### WHAT YOU ARE ASKED TO DO
Scan the records for the line containing "Reviewer note: every instance of the sunset"; extract it and all later lines, verbatim, through the end, and nothing before it.
# # #
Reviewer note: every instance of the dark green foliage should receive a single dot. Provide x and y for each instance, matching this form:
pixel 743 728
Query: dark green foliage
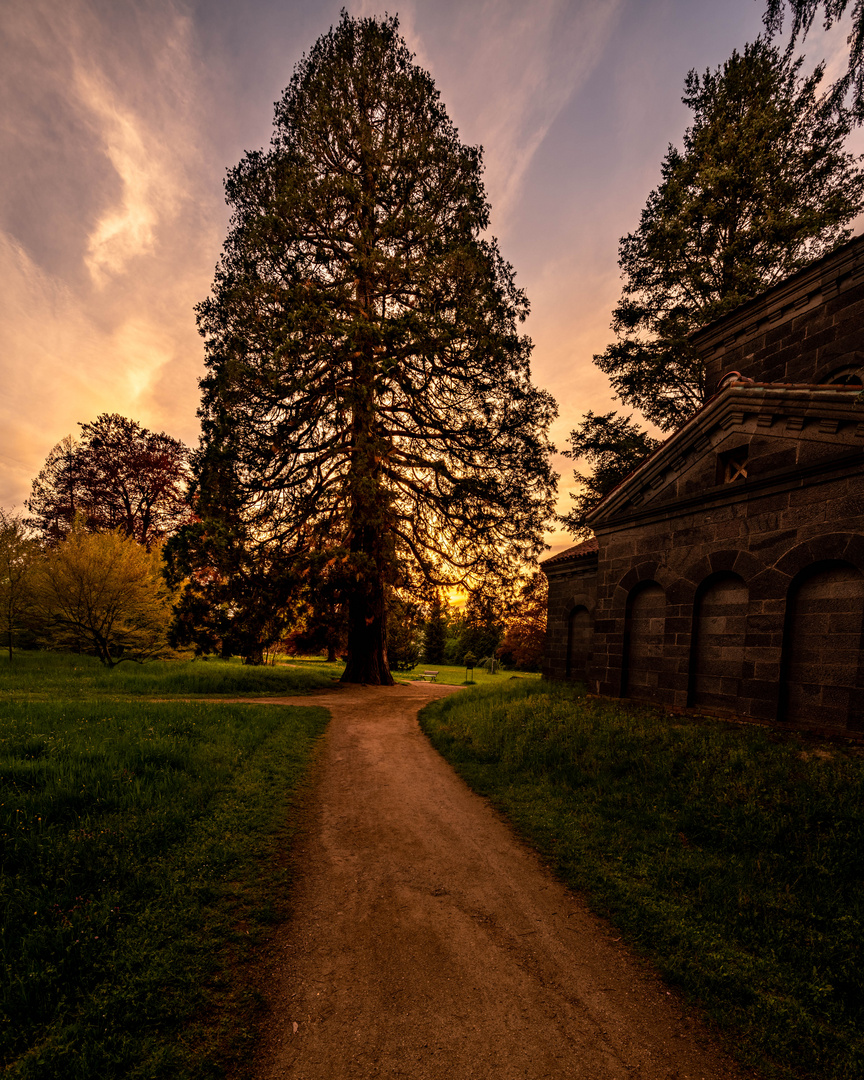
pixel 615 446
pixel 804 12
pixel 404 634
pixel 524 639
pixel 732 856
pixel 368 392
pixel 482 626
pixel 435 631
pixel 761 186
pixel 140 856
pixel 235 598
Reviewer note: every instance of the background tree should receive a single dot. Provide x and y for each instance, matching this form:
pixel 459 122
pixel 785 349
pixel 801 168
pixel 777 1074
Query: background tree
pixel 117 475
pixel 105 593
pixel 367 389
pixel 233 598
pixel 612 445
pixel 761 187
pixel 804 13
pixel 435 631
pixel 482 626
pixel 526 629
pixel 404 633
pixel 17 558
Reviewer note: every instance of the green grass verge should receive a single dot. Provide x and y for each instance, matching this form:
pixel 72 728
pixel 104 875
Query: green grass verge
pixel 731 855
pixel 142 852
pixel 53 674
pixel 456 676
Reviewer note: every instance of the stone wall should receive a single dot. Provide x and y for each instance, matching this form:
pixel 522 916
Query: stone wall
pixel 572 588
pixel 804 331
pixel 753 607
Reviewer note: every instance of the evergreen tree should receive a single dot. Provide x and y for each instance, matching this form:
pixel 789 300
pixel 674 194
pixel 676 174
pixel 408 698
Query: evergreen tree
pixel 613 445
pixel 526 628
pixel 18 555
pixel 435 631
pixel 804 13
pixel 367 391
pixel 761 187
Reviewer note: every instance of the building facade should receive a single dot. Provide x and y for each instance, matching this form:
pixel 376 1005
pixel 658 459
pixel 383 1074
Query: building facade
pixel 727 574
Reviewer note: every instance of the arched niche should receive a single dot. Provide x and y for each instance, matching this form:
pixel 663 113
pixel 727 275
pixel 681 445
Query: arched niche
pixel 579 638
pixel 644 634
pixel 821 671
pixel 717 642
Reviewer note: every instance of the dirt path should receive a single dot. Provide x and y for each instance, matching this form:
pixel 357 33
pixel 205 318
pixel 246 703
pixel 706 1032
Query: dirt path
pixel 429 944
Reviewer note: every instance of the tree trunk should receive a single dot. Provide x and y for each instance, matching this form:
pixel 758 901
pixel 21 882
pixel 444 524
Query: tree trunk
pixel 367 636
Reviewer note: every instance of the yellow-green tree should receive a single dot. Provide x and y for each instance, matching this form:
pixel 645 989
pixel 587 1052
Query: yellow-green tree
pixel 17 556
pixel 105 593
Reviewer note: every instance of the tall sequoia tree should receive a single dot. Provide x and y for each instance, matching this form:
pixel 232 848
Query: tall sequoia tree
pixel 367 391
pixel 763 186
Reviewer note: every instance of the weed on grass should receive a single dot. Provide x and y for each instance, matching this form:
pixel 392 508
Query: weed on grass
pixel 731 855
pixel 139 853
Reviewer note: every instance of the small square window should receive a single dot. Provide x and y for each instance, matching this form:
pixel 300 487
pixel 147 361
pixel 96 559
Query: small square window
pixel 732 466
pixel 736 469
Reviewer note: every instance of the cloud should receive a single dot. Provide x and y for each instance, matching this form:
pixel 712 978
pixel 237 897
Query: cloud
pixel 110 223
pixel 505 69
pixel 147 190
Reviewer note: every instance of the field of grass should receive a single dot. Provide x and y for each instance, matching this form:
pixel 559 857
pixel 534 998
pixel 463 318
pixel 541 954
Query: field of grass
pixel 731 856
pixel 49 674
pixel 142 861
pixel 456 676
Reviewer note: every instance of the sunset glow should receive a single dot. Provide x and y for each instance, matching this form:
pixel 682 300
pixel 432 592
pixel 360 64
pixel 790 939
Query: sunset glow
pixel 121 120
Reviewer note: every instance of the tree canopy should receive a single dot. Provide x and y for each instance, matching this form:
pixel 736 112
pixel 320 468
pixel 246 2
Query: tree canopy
# # #
### THE SOLUTION
Reviewer note: every instance of the sunset glow should receive a single dot. Provide x and y for each instance, matching this form:
pixel 682 300
pixel 432 592
pixel 360 64
pixel 790 939
Query: sunset glow
pixel 121 120
Reviewer note: every instance of the tree canopy should receive a single dot. Provide x and y for each instance, matching this form:
pixel 736 112
pixel 320 468
pixel 246 2
Query: tree canopy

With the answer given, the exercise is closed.